[Coordinate annotation entries]
————

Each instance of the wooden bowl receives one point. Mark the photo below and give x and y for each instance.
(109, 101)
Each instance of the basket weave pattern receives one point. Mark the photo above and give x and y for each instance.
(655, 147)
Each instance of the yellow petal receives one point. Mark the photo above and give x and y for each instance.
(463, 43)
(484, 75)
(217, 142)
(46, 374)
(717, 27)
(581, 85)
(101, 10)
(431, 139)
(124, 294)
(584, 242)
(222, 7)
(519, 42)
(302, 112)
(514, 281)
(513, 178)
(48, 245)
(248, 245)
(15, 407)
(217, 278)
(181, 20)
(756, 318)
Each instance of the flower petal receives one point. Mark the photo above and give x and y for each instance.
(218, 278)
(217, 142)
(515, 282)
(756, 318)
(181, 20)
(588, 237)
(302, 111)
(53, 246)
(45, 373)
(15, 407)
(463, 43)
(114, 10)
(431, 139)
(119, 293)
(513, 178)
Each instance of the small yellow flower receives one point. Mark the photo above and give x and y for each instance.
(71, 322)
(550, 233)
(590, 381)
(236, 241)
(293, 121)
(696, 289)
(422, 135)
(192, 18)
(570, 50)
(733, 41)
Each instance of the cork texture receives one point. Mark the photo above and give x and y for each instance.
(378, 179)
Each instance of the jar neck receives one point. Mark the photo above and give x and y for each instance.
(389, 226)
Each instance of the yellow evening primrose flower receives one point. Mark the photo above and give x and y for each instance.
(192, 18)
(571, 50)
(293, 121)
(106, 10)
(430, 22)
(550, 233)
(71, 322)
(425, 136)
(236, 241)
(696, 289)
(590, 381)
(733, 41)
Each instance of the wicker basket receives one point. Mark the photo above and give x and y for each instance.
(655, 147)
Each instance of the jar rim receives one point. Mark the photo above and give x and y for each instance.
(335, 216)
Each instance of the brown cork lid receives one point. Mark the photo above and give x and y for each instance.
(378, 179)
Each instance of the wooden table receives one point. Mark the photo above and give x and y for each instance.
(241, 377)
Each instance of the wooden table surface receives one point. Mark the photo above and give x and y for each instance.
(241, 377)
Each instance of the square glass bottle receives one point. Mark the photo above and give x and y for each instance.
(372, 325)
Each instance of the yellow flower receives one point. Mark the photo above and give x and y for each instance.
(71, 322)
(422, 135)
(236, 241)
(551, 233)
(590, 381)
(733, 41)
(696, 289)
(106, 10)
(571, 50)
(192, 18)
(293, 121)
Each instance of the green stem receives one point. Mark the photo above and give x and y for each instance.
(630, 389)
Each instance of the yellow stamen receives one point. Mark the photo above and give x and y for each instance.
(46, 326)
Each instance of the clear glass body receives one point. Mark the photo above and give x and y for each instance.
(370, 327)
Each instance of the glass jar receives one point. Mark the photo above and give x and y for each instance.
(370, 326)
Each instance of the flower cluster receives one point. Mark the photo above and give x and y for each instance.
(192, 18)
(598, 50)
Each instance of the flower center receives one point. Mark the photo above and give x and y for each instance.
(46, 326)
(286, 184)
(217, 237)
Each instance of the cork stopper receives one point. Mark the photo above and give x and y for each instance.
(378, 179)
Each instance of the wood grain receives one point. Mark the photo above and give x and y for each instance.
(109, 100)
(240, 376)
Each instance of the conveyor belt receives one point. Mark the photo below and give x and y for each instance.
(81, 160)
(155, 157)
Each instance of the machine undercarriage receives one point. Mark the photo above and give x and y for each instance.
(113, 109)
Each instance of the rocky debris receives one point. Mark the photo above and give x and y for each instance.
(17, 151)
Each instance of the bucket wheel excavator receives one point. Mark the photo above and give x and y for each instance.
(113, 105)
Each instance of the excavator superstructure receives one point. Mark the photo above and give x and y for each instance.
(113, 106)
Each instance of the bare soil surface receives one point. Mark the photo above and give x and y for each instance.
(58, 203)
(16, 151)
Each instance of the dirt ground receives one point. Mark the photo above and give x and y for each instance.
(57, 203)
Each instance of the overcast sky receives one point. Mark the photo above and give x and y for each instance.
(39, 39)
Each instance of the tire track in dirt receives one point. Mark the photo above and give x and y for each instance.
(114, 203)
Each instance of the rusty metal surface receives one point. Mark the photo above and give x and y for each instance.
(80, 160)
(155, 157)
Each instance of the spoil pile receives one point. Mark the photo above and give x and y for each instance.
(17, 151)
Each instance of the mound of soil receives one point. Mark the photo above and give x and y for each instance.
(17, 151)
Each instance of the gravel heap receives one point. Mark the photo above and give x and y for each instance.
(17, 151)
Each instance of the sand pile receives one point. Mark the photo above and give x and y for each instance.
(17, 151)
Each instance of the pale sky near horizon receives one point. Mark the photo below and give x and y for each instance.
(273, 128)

————

EXERCISE INSTRUCTIONS :: Here, the records must be output exactly and in full.

FULL OUTPUT ::
Each instance of the wooden bowl receives one point. Mark the photo below and give x and y for each instance.
(109, 101)
Each instance of the basket weave pattern receives one point. Mark the photo above and give x and y for each instance.
(655, 147)
Each instance of the yellow petal receives one point. Mark the photo above and give x and y for each instance.
(463, 43)
(484, 75)
(217, 142)
(46, 374)
(717, 27)
(581, 85)
(101, 10)
(431, 139)
(124, 294)
(584, 242)
(222, 7)
(519, 42)
(302, 112)
(514, 281)
(513, 178)
(48, 245)
(248, 245)
(15, 407)
(217, 278)
(181, 20)
(756, 318)
Each instance of the flower petal receives one point. Mark the photo above and give x and y for each instance.
(218, 278)
(217, 142)
(515, 282)
(756, 318)
(181, 20)
(588, 237)
(302, 111)
(53, 246)
(45, 373)
(15, 407)
(463, 43)
(114, 10)
(431, 139)
(119, 293)
(513, 178)
Each instance of the small yellow flower receives one point. Mark the photo above and give x and y for each instance.
(71, 322)
(550, 233)
(590, 381)
(236, 241)
(293, 121)
(696, 289)
(422, 135)
(192, 18)
(570, 50)
(733, 41)
Each instance of the cork texture receives one point. Mark the photo above and give x and y for each instance.
(378, 179)
Each instance of the jar neck receives one point. Mark the photo above and give x and y for each instance.
(389, 226)
Each instance of the yellow evening primrose flower receives one point. Mark the photo above and give x and y for each instance.
(192, 18)
(571, 50)
(293, 121)
(106, 10)
(430, 22)
(550, 233)
(71, 322)
(425, 136)
(236, 241)
(696, 289)
(590, 381)
(733, 41)
Each instance of the wicker basket receives one point. Mark the photo above and give x and y for each instance.
(655, 147)
Each instance of the jar rim receives one point. Mark the photo above and give x and y for each instance.
(335, 216)
Each instance of the brown cork lid receives one point. Mark the photo above and give x and y for each instance.
(378, 179)
Each instance of the wooden table receives one point. Mark the photo above and give x and y for each instance.
(241, 377)
Each instance of the wooden table surface receives one point. Mark the photo above and give x and y for each instance.
(241, 377)
Each instance of the square glass bottle receives one point. Mark the photo above and give x and y for each instance.
(372, 325)
Each instance of the yellow flower receives one point. Mark the photo above and give x and y for each instance.
(71, 322)
(422, 135)
(236, 241)
(551, 233)
(590, 381)
(733, 41)
(696, 289)
(106, 10)
(571, 50)
(192, 18)
(293, 121)
Each instance of the green stem receives one point. Mark the photo above and give x and y for each instance.
(630, 389)
Each instance of the yellow stamen receives one point. Mark the photo above and give x and y for each instance.
(46, 326)
Each instance of the clear glass body receives one point. Mark the photo above and give x and y for each instance.
(370, 327)
Each instance of the glass jar receives one point. Mark the photo above and give x and y for each instance.
(370, 326)
Each instance of the flower cluster receives one point. Mark the photo above and give x and y for each instance.
(192, 18)
(598, 50)
Each instance of the flower center receives one point. Mark the photo above and give x and y for each instance.
(46, 326)
(286, 184)
(217, 237)
Each instance of the cork stopper receives one point. Mark the photo above and give x and y for each instance.
(378, 179)
Each instance of the wood grain receives one point. Mark the photo above and give x and y for each instance.
(109, 100)
(240, 376)
Each instance of the conveyor belt receives one point. Mark the photo below and give x and y for each instance.
(81, 160)
(155, 157)
Each instance of the machine undercarriage receives one point. Mark the photo above and give x and y for each instance.
(113, 109)
Each instance of the rocky debris receives one point. Mark the photo above and give x and y for each instance.
(17, 151)
Each instance of the bucket wheel excavator receives one point. Mark the photo above and give x and y for each instance.
(113, 105)
Each instance of the excavator superstructure receives one point. Mark the photo above and give x and y for each instance.
(113, 106)
Each instance of the bare soil surface receives one point. Mark the photo above and give x and y for each instance.
(58, 203)
(16, 151)
Each instance of the dirt ground receives one point. Mark the photo above and give x and y for each instance.
(57, 203)
Each instance of the overcast sky receives one point. Mark the photo above and give x and y for each instance.
(39, 39)
Each instance of the tire track in dirt receives one point. Mark the photo above and give x and y for each instance.
(114, 203)
Each instance of the rusty metal surface receives one point. Mark the photo above and give x and y for each instance.
(80, 160)
(155, 157)
Each instance of the spoil pile receives one point. Mark the photo above and give x and y for each instance.
(17, 151)
Each instance of the mound of soil receives one point. Mark the photo above and give x and y for each instance.
(17, 151)
Each instance of the gravel heap receives one point. Mark the photo above and give x and y for each instance.
(17, 151)
Each instance of the sand pile receives one point. Mark the photo above and give x and y for each instance.
(17, 151)
Each instance of the pale sky near horizon receives one point. Mark the photo below and give x and y for each instance.
(273, 128)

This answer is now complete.